**GIVEN PASSAGE**

--- Start ---

Sue: David, the five page gate fold of this birthday party with all the sights, sounds, and smells and good times, is eye popping. What pulled you toward the idea of using a gate fold with this picture book?
David: All of the previous pages with the box and the quiet place were all sort of confined and I wanted the birthday scene to open up into this panoramic that showed she had not only been playing in one box but that she had attached so many appendages to it that you could crawl through, stick your head out the windows. To make it a real fiesta.
Sue: It surprised me when I didn't expect it to be there and then it was such the right thing to be there.
Sarah: And if I may add as the writer, and as your wife, I think for me it’s also representing an openness in her life. Her life is building and opening up and out like those boxes.
Sue: This takes me to your latest collaboration, This Book of Mine. It is a gorgeous celebration of books and reading. My favorite illustration is a picture of a woman reading a book aloud to an imaginary audience standing on a dark stage. There are no written words, it is a great illustration for visual literacy as a whole, the whole book is. Many details, including who she is and how she could possibly be feeling could be discovered just by looking at the picture. David, how did you come up with that idea?

--- End ---

**TASK 1**
Does the interview support each of these statements: (a) the birthday party gate fold spans five pages, (b) Sarah speaks as the illustrator of the book, (c) Sue's favorite illustration in This Book of Mine shows a woman reading aloud to a real crowd? Answer yes or no for each and quote the deciding words.
**TASK 2**
Print the part of the interview that opens with the words containing "Sarah: And if" and closes with "with that idea?".
The items come from a different source than the interview.

**RAW DATA**
--- Start ---

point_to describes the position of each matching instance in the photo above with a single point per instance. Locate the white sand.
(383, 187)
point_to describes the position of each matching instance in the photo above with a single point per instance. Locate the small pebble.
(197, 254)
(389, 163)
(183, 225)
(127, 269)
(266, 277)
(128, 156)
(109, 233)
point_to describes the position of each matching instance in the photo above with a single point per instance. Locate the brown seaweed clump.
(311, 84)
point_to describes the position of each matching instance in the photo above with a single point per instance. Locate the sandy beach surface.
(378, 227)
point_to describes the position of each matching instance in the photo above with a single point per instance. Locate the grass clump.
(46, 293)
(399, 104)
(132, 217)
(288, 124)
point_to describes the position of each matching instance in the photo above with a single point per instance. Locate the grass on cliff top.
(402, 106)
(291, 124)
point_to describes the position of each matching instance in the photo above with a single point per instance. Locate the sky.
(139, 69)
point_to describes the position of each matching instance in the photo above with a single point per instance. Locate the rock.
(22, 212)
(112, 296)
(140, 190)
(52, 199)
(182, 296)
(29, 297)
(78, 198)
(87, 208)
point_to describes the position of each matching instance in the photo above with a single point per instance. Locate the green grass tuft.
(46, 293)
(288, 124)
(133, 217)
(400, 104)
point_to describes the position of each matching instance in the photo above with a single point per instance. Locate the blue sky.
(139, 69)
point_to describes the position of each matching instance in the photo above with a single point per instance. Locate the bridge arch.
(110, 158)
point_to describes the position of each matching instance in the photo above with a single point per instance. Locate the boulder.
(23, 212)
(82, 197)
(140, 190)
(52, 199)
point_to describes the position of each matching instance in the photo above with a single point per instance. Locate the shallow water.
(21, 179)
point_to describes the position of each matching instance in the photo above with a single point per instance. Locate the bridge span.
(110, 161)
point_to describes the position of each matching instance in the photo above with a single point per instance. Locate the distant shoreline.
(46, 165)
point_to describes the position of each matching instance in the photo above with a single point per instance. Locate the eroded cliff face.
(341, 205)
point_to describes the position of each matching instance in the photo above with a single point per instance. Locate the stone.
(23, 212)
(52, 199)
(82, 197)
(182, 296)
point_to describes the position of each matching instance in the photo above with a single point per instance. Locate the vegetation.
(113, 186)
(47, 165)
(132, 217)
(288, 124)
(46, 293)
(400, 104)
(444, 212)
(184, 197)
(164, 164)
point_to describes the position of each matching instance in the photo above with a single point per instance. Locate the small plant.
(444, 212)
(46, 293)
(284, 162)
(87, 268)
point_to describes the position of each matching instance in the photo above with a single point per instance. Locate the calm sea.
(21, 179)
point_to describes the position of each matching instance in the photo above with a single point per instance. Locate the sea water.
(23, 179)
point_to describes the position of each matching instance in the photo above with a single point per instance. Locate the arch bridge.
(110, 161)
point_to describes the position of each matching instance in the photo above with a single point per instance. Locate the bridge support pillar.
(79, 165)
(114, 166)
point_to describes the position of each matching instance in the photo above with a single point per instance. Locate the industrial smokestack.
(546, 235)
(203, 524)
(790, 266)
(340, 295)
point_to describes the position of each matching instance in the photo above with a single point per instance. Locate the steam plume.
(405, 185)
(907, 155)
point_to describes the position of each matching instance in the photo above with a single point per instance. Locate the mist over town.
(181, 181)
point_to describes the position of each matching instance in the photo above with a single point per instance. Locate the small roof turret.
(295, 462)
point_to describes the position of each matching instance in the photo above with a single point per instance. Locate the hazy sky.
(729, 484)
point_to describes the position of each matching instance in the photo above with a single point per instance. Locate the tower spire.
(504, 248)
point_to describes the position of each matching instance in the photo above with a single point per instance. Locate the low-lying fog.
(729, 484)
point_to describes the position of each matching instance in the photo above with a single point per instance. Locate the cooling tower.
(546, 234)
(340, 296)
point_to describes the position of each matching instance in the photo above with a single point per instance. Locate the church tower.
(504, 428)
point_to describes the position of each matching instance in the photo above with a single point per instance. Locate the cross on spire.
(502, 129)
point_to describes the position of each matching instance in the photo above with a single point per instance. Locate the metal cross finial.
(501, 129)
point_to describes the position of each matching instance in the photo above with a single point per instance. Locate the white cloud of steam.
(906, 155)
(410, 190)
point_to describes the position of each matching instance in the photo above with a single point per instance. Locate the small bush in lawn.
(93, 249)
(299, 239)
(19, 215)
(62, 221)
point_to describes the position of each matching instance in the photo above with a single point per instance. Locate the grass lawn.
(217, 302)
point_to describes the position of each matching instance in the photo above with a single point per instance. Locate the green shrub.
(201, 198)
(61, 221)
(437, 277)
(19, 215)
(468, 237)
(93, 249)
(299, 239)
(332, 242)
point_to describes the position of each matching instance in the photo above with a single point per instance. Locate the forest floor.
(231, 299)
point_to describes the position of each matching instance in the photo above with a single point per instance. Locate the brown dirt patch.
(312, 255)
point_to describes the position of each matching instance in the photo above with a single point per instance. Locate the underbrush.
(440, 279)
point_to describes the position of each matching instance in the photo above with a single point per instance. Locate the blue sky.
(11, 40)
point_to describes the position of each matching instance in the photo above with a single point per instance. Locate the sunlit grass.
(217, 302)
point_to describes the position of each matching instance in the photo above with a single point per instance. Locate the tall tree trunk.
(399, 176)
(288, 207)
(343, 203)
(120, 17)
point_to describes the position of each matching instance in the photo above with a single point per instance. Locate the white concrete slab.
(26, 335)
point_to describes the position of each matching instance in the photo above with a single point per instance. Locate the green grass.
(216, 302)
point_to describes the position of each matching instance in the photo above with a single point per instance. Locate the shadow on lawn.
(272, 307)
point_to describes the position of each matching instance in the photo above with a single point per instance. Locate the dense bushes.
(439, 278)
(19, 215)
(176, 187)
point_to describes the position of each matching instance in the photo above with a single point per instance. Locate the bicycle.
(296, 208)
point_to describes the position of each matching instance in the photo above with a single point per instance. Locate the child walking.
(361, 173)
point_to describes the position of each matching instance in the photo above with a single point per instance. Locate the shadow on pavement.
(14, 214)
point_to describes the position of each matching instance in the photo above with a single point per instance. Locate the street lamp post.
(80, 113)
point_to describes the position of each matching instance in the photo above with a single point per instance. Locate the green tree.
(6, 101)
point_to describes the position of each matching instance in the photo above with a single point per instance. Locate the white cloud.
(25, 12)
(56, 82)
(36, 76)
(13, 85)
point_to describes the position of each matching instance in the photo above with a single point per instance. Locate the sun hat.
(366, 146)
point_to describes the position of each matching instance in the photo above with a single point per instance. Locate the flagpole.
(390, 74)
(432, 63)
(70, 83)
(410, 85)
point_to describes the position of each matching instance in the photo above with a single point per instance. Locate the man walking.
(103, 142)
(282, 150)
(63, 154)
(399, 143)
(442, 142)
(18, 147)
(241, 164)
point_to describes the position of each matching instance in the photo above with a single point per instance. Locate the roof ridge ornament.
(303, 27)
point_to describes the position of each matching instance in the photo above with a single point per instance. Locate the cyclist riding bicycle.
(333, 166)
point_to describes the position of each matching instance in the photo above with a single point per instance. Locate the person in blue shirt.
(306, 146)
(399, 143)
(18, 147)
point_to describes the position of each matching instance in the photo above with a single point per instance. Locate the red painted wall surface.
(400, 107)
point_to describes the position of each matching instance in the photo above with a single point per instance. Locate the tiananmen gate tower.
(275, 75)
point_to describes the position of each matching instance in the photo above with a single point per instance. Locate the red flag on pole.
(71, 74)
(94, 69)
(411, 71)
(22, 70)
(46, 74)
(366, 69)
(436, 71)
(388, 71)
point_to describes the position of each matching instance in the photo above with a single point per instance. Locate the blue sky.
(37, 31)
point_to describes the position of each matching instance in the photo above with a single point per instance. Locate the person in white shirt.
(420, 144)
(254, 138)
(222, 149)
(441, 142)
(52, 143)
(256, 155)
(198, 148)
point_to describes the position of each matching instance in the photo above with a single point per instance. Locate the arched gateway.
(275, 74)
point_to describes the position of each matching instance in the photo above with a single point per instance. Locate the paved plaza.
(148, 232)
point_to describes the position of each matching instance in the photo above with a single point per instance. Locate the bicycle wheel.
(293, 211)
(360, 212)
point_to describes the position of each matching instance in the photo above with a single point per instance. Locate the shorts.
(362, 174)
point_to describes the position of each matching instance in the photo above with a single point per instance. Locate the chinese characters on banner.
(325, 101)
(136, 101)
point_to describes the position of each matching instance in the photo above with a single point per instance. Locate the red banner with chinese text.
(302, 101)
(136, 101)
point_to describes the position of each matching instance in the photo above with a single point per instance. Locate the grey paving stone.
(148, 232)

--- End ---
--- Start ---

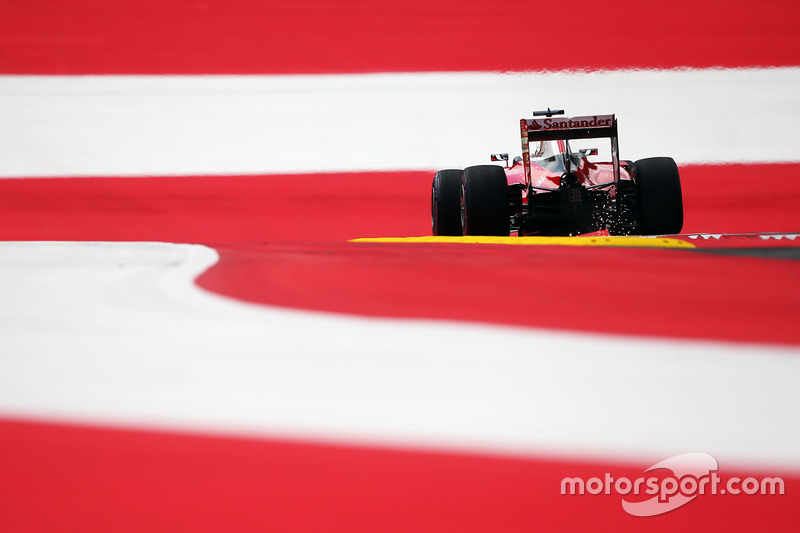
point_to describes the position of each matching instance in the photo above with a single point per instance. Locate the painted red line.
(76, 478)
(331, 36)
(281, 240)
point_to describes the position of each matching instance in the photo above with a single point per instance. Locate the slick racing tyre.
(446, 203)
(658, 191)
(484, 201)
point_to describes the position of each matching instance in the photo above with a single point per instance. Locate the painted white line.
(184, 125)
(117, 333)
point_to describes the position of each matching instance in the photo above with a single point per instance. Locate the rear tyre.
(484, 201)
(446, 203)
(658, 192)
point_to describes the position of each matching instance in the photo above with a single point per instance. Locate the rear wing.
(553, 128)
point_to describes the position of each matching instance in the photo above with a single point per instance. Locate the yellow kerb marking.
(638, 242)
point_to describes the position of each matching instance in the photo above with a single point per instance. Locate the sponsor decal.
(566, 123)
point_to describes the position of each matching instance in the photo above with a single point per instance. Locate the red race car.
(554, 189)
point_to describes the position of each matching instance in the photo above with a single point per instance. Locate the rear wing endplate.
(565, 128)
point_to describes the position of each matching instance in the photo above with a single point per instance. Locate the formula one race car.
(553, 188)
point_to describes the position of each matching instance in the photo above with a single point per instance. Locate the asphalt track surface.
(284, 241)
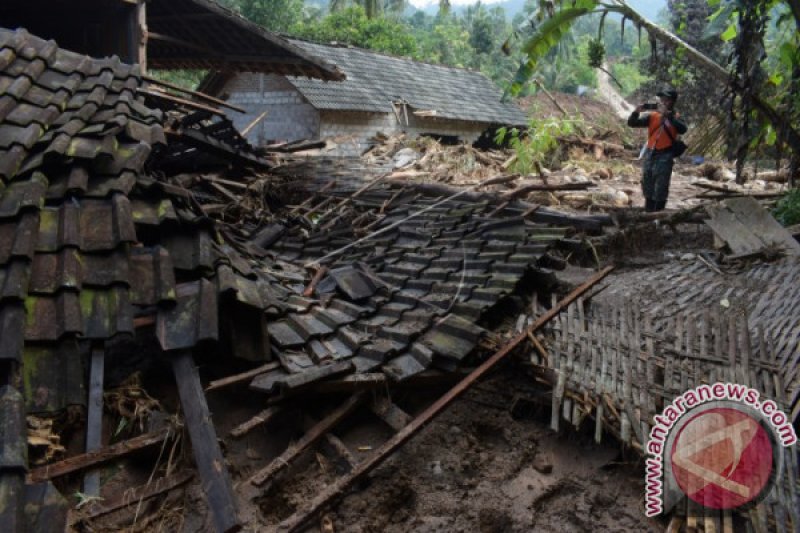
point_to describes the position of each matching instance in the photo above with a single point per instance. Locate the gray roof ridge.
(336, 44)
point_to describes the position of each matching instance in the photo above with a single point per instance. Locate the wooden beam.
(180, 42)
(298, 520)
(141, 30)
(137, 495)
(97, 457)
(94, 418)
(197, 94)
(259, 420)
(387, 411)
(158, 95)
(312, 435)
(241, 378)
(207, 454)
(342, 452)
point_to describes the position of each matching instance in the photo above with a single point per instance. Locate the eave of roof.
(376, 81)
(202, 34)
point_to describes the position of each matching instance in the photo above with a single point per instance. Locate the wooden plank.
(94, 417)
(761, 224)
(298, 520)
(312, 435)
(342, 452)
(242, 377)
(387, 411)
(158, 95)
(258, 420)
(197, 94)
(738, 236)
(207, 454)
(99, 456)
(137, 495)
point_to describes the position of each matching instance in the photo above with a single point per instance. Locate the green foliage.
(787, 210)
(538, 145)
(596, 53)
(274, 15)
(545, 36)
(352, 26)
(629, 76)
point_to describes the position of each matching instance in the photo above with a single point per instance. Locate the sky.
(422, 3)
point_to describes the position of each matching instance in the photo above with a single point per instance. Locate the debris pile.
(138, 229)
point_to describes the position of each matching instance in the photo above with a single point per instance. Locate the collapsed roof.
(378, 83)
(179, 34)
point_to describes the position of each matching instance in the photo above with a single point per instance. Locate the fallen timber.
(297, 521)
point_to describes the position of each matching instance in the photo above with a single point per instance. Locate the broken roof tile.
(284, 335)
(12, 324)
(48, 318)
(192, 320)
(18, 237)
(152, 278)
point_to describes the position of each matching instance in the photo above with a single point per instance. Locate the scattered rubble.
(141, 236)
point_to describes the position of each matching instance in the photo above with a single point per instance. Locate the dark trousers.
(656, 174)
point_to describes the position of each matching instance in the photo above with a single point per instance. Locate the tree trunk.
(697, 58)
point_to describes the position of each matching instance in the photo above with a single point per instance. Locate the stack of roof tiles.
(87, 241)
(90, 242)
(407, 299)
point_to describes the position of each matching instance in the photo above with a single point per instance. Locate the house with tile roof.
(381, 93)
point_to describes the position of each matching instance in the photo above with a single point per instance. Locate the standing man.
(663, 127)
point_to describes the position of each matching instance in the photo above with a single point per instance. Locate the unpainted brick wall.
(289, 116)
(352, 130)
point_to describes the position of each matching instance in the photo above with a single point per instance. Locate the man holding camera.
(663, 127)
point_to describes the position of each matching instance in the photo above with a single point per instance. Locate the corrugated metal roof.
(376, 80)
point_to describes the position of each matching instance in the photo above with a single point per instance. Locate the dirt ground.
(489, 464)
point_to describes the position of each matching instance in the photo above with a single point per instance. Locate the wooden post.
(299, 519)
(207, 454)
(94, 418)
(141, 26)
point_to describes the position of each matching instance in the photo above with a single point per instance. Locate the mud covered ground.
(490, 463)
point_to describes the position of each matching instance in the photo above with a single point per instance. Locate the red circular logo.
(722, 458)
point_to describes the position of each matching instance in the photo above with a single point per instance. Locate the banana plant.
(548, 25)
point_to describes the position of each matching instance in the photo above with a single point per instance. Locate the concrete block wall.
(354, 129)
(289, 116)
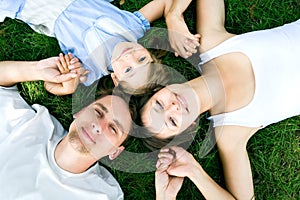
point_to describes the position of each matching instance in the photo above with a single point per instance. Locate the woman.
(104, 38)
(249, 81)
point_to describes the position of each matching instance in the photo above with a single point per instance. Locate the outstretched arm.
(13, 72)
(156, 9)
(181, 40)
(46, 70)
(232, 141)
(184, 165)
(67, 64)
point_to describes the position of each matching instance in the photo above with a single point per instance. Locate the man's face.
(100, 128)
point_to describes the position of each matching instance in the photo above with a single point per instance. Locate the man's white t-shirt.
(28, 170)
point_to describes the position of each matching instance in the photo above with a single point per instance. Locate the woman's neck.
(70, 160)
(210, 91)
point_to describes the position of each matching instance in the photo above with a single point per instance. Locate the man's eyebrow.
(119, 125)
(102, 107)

--- End ---

**FULL SOLUTION 1**
(a) Yes: "the five page gate fold of this birthday party"
(b) No: "And if I may add as the writer"
(c) No: "reading a book aloud to an imaginary audience"

**FULL SOLUTION 2**
Sarah: And if I may add as the writer, and as your wife, I think for me it’s also representing an openness in her life. Her life is building and opening up and out like those boxes.
Sue: This takes me to your latest collaboration, This Book of Mine. It is a gorgeous celebration of books and reading. My favorite illustration is a picture of a woman reading a book aloud to an imaginary audience standing on a dark stage. There are no written words, it is a great illustration for visual literacy as a whole, the whole book is. Many details, including who she is and how she could possibly be feeling could be discovered just by looking at the picture. David, how did you come up with that idea?